• _Aim_:
Which lines in the rows below contain the word "orange"? List every such line, copied in full.

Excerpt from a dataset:
※

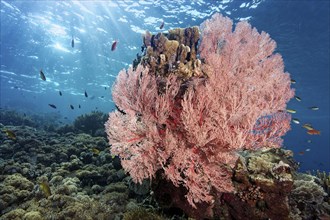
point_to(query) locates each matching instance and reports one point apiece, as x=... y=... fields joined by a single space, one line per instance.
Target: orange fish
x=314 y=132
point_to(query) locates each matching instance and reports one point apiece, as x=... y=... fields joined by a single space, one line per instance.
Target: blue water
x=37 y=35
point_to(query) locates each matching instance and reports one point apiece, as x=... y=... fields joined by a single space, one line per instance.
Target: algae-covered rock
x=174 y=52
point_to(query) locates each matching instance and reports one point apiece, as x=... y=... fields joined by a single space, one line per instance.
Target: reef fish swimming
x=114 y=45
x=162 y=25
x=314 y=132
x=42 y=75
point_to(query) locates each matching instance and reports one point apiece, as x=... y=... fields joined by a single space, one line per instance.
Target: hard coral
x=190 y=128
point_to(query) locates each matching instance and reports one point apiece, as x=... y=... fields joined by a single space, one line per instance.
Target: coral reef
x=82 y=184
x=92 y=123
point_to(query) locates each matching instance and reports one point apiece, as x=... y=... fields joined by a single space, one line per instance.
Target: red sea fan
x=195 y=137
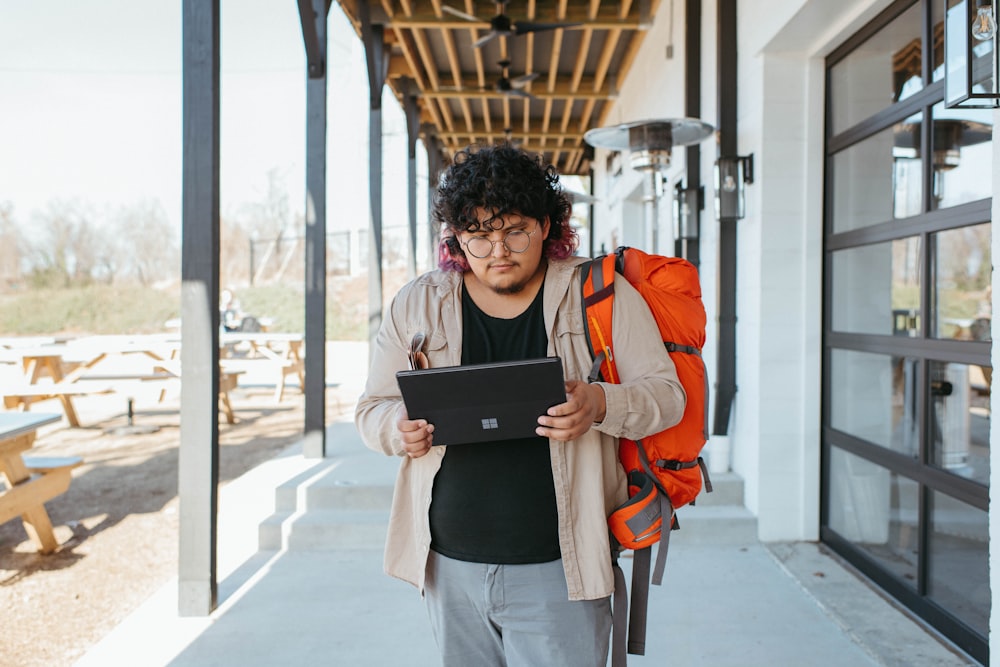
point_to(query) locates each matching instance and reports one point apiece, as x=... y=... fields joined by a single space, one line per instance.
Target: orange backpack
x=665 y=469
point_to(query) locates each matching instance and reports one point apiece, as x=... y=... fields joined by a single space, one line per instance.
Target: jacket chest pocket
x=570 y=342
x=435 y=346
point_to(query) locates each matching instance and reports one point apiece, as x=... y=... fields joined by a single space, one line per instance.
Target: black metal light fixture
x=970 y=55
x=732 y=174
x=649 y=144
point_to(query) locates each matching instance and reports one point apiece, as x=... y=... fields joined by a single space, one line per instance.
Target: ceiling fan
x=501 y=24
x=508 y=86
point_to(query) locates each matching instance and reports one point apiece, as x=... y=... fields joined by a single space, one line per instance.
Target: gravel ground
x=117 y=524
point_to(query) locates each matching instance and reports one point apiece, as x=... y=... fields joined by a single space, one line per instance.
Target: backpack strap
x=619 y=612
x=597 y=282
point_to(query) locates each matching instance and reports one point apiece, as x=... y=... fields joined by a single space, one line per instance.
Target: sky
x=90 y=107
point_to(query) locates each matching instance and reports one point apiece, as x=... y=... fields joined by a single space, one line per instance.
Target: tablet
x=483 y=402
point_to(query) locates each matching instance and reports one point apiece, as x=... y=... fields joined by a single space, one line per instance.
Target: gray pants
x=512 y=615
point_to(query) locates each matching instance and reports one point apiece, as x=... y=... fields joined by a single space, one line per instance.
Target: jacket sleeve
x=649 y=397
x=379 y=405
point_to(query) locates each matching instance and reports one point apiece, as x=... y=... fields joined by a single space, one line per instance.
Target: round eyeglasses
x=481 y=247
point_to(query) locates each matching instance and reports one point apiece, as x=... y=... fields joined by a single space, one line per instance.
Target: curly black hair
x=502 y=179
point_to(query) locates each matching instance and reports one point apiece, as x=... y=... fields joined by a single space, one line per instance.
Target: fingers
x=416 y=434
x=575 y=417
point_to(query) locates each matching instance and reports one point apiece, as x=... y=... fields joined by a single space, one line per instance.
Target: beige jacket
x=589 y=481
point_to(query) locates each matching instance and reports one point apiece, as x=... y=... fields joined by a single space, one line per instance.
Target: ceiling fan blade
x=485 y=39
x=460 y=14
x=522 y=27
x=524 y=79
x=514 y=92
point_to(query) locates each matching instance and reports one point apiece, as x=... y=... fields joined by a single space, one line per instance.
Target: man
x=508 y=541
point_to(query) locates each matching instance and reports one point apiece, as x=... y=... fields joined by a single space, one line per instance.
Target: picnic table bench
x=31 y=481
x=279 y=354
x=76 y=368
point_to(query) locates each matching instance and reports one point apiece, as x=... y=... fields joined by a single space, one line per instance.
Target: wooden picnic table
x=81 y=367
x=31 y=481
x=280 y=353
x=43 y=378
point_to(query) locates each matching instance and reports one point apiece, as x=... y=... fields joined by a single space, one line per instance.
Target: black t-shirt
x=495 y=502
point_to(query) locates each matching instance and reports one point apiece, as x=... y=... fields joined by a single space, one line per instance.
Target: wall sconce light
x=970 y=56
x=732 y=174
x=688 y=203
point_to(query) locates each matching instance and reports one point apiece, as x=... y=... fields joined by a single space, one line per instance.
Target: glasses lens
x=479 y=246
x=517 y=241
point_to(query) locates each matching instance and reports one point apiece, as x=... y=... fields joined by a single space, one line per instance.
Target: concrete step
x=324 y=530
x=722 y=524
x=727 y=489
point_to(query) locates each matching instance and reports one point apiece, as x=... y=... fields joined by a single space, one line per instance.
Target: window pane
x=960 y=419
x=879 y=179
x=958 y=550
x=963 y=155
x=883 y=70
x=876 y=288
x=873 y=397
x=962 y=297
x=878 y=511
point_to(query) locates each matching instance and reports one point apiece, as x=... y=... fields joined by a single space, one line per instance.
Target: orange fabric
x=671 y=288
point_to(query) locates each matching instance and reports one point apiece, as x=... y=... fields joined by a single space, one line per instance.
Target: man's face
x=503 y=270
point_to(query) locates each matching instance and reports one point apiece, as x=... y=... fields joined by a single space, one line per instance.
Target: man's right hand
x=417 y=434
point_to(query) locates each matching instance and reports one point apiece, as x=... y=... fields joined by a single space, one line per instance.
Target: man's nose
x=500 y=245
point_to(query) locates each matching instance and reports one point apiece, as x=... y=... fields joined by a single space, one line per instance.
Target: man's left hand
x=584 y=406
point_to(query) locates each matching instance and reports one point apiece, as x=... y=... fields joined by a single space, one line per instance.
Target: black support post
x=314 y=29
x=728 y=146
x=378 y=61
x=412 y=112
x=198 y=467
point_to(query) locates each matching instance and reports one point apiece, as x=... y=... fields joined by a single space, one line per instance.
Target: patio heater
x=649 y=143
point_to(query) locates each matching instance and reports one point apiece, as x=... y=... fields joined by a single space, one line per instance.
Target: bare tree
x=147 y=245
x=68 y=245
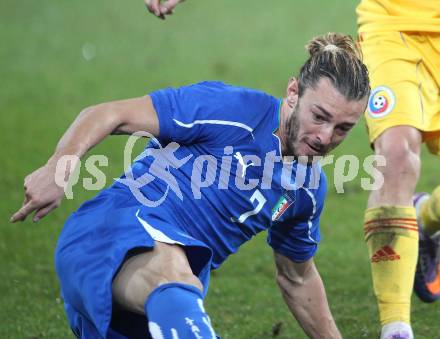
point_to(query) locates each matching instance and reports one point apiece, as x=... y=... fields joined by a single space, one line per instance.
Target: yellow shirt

※

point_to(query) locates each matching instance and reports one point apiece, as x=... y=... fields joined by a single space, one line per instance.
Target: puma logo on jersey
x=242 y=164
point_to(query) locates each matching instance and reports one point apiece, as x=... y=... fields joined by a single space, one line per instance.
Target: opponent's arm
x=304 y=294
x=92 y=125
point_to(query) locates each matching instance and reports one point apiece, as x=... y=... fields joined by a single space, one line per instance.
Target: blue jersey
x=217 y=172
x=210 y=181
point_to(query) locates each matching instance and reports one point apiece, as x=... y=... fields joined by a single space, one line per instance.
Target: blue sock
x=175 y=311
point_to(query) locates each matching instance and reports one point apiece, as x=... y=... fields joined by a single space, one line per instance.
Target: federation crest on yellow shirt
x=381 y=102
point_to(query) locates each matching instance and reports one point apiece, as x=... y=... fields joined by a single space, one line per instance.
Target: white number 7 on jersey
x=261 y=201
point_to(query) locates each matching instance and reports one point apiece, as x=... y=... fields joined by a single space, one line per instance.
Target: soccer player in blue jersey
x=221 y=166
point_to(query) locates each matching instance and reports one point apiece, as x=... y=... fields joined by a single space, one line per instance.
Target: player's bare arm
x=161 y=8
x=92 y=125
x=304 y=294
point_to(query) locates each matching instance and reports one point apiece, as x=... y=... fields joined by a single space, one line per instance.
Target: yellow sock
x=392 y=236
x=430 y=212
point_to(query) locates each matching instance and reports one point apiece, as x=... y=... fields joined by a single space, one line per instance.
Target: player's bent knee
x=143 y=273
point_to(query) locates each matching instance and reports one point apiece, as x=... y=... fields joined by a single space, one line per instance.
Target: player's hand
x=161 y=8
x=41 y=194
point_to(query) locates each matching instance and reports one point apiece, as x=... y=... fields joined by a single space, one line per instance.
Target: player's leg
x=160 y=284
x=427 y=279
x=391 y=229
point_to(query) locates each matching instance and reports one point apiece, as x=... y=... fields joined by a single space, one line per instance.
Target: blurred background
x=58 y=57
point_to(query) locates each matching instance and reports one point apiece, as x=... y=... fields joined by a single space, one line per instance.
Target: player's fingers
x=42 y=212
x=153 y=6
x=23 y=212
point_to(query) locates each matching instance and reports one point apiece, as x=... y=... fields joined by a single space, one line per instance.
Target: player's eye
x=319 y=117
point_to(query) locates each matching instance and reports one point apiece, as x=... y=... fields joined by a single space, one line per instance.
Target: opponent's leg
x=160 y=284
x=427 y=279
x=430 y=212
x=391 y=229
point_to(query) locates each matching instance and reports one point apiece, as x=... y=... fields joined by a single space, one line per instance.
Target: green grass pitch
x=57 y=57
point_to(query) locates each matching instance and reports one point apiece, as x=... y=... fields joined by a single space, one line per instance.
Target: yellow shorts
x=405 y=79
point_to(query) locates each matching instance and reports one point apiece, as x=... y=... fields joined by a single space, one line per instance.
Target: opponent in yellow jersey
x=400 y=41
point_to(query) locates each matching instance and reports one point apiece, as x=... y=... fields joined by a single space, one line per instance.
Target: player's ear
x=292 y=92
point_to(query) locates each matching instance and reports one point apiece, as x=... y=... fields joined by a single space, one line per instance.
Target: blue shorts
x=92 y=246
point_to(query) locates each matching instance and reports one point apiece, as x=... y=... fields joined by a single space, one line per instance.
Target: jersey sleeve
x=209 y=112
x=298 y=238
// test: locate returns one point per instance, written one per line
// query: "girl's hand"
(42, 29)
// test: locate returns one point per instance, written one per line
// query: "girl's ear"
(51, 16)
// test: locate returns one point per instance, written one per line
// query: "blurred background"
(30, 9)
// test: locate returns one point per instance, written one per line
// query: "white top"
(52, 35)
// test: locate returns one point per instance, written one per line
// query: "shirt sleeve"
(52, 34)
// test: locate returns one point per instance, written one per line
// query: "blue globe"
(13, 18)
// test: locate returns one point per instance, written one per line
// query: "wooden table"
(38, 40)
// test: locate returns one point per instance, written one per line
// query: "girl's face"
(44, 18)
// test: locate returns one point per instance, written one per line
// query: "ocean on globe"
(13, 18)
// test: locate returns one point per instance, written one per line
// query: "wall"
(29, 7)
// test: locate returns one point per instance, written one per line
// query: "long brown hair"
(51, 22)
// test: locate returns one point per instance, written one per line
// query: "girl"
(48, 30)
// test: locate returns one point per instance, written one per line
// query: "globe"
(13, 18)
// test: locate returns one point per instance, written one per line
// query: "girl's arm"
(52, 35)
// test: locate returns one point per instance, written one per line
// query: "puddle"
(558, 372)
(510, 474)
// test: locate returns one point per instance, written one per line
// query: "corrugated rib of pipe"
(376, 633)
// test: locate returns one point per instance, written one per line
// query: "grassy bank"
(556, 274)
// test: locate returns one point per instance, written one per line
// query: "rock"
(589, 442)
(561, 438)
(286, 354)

※

• _Result of the exercise_:
Target: orange fish
Target: orange backpack
Target: orange fabric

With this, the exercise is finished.